--- ABOUT THIS EXERCISE ---
Every entry is to be returned unchanged, and no picture is to be included.

--- START ---

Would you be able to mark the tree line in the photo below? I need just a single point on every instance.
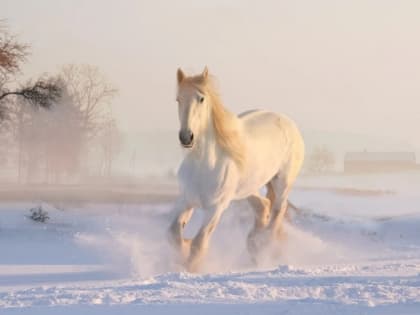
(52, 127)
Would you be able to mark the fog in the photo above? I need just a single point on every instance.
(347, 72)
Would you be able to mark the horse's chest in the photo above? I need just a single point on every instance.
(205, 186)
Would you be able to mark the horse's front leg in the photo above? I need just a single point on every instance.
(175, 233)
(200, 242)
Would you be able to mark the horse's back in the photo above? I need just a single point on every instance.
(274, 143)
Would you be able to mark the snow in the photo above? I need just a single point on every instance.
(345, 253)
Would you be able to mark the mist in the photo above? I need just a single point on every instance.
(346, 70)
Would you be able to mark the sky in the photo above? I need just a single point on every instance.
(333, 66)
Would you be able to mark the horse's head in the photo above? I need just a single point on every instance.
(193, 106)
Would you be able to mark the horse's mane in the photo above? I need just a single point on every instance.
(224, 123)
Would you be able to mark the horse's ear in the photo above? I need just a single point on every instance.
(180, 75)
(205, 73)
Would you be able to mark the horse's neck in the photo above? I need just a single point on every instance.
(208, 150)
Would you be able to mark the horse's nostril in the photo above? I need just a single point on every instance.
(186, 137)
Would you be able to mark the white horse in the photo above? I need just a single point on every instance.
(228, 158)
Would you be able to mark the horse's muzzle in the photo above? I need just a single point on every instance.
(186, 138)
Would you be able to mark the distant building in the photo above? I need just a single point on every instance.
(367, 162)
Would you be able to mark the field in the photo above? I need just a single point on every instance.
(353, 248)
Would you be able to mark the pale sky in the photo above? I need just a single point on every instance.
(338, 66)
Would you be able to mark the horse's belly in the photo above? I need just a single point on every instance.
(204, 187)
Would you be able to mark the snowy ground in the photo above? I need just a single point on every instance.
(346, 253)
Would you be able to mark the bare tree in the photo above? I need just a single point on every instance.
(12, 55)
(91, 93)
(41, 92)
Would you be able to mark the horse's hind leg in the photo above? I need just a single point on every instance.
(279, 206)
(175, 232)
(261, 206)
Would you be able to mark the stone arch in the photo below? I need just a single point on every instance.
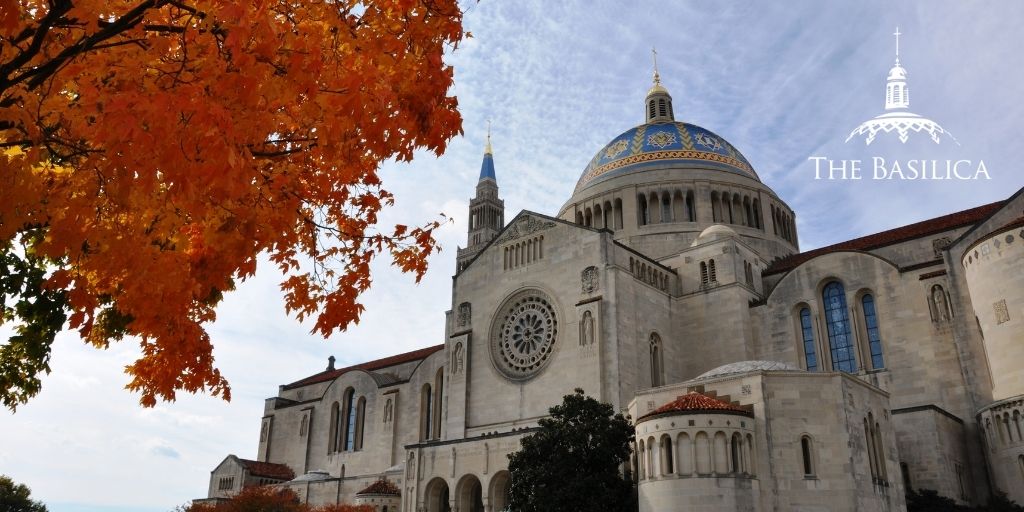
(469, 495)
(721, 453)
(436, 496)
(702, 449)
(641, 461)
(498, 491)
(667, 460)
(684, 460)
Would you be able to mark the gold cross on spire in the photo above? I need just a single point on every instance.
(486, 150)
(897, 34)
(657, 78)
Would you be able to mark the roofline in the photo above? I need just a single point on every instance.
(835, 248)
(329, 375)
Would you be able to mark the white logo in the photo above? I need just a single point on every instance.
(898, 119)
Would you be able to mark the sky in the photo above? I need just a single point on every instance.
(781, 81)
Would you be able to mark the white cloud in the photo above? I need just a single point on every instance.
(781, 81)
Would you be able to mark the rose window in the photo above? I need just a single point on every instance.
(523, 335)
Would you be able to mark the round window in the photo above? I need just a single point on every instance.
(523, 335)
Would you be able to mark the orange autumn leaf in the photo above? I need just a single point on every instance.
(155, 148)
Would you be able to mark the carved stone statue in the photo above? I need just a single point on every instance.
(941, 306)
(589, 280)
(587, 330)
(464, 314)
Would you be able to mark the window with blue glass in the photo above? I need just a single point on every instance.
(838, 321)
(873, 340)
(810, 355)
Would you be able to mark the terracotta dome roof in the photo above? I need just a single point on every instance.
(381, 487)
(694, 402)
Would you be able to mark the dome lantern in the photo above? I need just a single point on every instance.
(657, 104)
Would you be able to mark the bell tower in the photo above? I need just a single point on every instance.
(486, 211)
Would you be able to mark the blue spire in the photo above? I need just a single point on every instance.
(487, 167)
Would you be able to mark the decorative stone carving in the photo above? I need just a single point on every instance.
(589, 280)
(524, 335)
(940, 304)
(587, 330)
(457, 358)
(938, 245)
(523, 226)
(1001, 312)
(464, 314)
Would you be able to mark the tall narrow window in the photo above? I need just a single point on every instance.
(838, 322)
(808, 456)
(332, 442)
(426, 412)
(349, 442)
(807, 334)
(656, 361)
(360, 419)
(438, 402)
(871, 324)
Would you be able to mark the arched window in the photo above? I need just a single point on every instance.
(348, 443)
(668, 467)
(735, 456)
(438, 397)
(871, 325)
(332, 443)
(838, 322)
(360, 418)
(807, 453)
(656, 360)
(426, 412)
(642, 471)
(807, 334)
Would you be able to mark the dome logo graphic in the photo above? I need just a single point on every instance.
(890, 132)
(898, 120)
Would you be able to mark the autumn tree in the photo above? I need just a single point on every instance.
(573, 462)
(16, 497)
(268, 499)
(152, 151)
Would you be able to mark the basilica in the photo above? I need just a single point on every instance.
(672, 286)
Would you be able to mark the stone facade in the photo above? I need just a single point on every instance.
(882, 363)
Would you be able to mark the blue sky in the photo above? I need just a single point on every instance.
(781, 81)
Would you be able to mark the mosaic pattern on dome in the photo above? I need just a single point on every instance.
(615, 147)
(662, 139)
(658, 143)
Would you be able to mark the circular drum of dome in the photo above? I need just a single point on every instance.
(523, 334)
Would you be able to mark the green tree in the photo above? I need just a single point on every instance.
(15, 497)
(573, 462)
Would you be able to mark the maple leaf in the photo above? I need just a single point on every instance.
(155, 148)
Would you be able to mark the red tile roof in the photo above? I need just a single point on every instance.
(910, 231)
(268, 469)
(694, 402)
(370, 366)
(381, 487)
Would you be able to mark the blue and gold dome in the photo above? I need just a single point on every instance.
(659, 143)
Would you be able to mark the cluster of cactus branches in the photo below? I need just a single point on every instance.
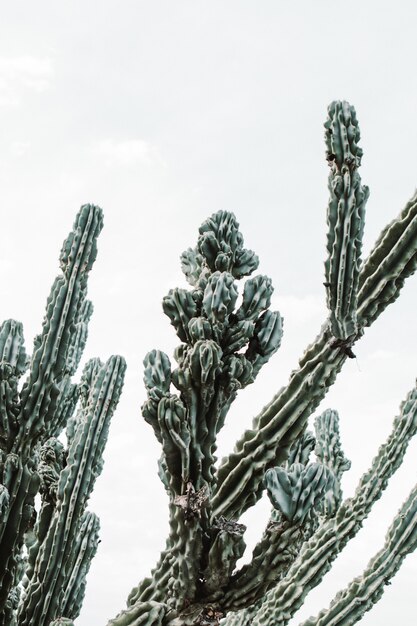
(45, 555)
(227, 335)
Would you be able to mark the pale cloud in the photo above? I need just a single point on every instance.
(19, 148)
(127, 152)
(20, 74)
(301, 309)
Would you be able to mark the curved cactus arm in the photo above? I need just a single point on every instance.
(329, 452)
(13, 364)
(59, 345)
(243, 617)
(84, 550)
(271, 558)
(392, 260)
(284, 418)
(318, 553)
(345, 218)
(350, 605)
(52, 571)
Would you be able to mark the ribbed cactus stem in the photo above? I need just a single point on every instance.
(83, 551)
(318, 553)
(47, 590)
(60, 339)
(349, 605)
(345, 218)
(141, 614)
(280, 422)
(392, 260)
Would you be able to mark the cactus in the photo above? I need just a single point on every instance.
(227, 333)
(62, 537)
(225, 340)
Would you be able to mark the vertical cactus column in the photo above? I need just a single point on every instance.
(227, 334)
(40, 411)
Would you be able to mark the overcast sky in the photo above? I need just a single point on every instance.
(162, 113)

--- END ---

--- FINISHED EXERCISE ---
Would you be able to mark the tree line in the photo below? I need just a single point on every instance.
(52, 127)
Would you be able to mark the fog in the photo above? I need just a single point on every instance.
(347, 72)
Would you be able to mark the horse's chest in the photo above? I need just a single point on every instance.
(205, 186)
Would you be able to mark the horse's front leg in the photo above? I need just a single point on every instance.
(175, 233)
(200, 242)
Would you be able to mark the horse's back in the photo above? I need just a single point on every instance.
(274, 143)
Would you be able to mark the snow in the photo above? I need just a single point on every instance.
(345, 253)
Would you be able to mark the mist in the photo above? I need just a single point on every instance.
(346, 70)
Would you be able to mark the sky in the photo above? I need just a single point on every instance.
(333, 66)
Would you be able to mark the horse's head in the photo above? I need just a single point on every instance.
(193, 106)
Would you be able to mark the horse's mane in the photo above? I need just a single point on every instance.
(224, 123)
Would you be able to mark the horse's ear in the photo above? I need just a single point on every instance.
(180, 75)
(205, 73)
Would you be able to mark the horse's neck in the photo above? I need just a single point on every instance.
(208, 150)
Would you be able to mark the horse's nostril in the photo above? I need just a single point on every instance.
(186, 137)
Would you be able to mark the white horse in the photo above? I need just a single point on every instance.
(228, 158)
Would you be able to mark the horse's muzzle in the photo above? I need just a single point on every instance.
(186, 138)
Would you be able to mark the distant building in the photo above? I need just a single point on every instance.
(367, 162)
Would you be able to mark the field in the photo above? I need just a single point on every instance.
(353, 248)
Would you be able to mark the pale sky in the photo above? I need just a single point on every instance.
(338, 66)
Would you be able to mark the horse's belly in the photo above? I need just a single point on every instance.
(204, 187)
Would you be able to mark the snowy ground in the photo above? I need just a single point on every instance.
(346, 253)
Would you be able to mark the bare tree in the photo above? I need just a single point on every instance.
(12, 55)
(91, 93)
(41, 92)
Would you be able to mark the horse's hind leg in the photo above? I need just a single point on every instance.
(279, 206)
(175, 232)
(261, 206)
Would you be able to mark the stone arch in the photo below? I need just a single point on every instance.
(469, 495)
(721, 453)
(436, 496)
(702, 449)
(641, 461)
(498, 491)
(667, 460)
(684, 460)
Would you be able to mark the gold cross on spire in the photo above? I need just a single point on every instance.
(486, 150)
(897, 34)
(657, 78)
Would you be able to mark the roofline in the photo above? I need just a single point on every instance.
(835, 248)
(329, 375)
Would you be able to mark the white logo in the photo above? I need just a single point on every instance.
(898, 119)
Would you be able to mark the sky in the photo above? I need just a single point on every instance.
(781, 81)
Would you be able to mark the white cloud in the photo above? I need just a single point on every instance.
(781, 81)
Would you be able to mark the rose window in the photo above? I need just a single point on every instance.
(523, 335)
Would you be able to mark the round window in the photo above? I need just a single point on every instance.
(523, 335)
Would you be able to mark the orange autumn leaf in the photo above? I need just a single point on every instance.
(155, 148)
Would you be able to mark the carved stone statue in the photo above? I need just a single point on every instance.
(941, 306)
(589, 280)
(587, 330)
(464, 314)
Would you be able to mark the window with blue glass in the photo above? I need just a single point on every instance.
(838, 321)
(873, 340)
(810, 355)
Would you be able to mark the terracotta dome roof in the photo above? I need just a single point on every instance.
(381, 487)
(694, 402)
Would you be able to mark the dome lantern in the photo above? I need just a single point on every instance.
(657, 104)
Would you be able to mark the bell tower in the photo above? I need just a single point on every instance.
(486, 211)
Would you be able to mark the blue spire in the photo above? I need just a single point on every instance.
(487, 167)
Would you be able to mark the decorative stone carving in the photo above? I need just a single point on every instance.
(589, 280)
(524, 335)
(940, 304)
(587, 330)
(457, 358)
(938, 245)
(523, 226)
(1001, 312)
(464, 314)
Would you be able to mark the tall narrow window in the photo above? I need just a single point on every instance.
(838, 322)
(808, 456)
(332, 442)
(426, 412)
(349, 442)
(807, 334)
(656, 361)
(360, 419)
(438, 402)
(871, 324)
Would you be able to mark the arched window in the photo above? I need just a single point on every instance.
(348, 443)
(668, 467)
(735, 456)
(438, 397)
(871, 325)
(332, 443)
(838, 322)
(360, 418)
(807, 453)
(656, 360)
(426, 412)
(642, 471)
(807, 334)
Would you be able to mark the dome logo graphic in the photo above? I need just a single point on every instance.
(890, 132)
(898, 120)
Would you be able to mark the autumn tree in the photo above? I need just a single point on every instance.
(573, 462)
(16, 497)
(268, 499)
(152, 151)
Would you be able to mark the basilica in the photo above? I need just a single point on every instance.
(672, 286)
Would you be able to mark the stone facade in the photo above? I need just a single point on every instance.
(882, 363)
Would you be able to mark the blue sky in the photo above? I need just a single point on every instance.
(781, 81)
Would you be able to mark the mosaic pattern on dome in the photo above? I need just a single point on every instance.
(615, 147)
(662, 139)
(658, 143)
Would you be able to mark the circular drum of dome in the photo above? I need just a single point on every instance.
(523, 334)
Would you be able to mark the green tree in the photo above? I need just a single point on every instance.
(15, 497)
(573, 462)
Would you be able to mark the maple leaf in the photo above? I need just a single point on every instance.
(155, 148)
Would you be able to mark the red tile roof in the photo above? I need just a single point on every instance.
(910, 231)
(268, 469)
(694, 402)
(370, 366)
(381, 487)
Would you be able to mark the blue and gold dome in the photo above? I need just a single point on every instance.
(659, 143)
Would you be able to mark the cluster of cactus branches in the photo below? I need just a single point on every instance.
(45, 555)
(227, 335)
Would you be able to mark the pale cloud in the photo above? I need just a single point on every instance.
(19, 148)
(127, 152)
(20, 74)
(301, 309)
Would you be able to mark the curved cactus arm in the photo above? I need just a single point on every instance.
(329, 452)
(13, 364)
(59, 345)
(243, 617)
(84, 550)
(271, 558)
(392, 260)
(284, 418)
(318, 553)
(345, 218)
(350, 605)
(52, 571)
Would you be able to mark the ribbed cactus stem in the photo above? I need just a single point on every instance.
(83, 551)
(318, 553)
(47, 590)
(60, 339)
(349, 605)
(345, 218)
(141, 614)
(280, 422)
(392, 260)
Would you be able to mark the cactus in the photo above? I need just a single point on every instance.
(227, 333)
(62, 537)
(225, 340)
Would you be able to mark the vertical cactus column in the photo above? I need just a single point on every instance.
(227, 334)
(40, 411)
Would you be able to mark the overcast sky in the photo above? I need just a single point on every instance.
(162, 113)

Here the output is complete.